§ To be done: Copy the records below word for word, keeping every line in its original order.

-- START Information provided --

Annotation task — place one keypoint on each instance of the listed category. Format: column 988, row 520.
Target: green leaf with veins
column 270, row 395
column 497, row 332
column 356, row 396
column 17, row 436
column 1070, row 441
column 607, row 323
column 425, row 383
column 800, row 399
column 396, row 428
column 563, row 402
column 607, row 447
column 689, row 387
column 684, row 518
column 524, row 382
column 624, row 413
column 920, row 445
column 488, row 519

-- END Information provided --

§ Answer to this exercise:
Annotation task — place one keypoint on each instance of the listed category. Format: column 988, row 520.
Target: green leaf with veins
column 270, row 395
column 497, row 332
column 356, row 396
column 17, row 436
column 1070, row 441
column 607, row 323
column 425, row 383
column 800, row 399
column 396, row 428
column 563, row 402
column 607, row 447
column 689, row 387
column 684, row 518
column 524, row 382
column 624, row 413
column 920, row 445
column 488, row 519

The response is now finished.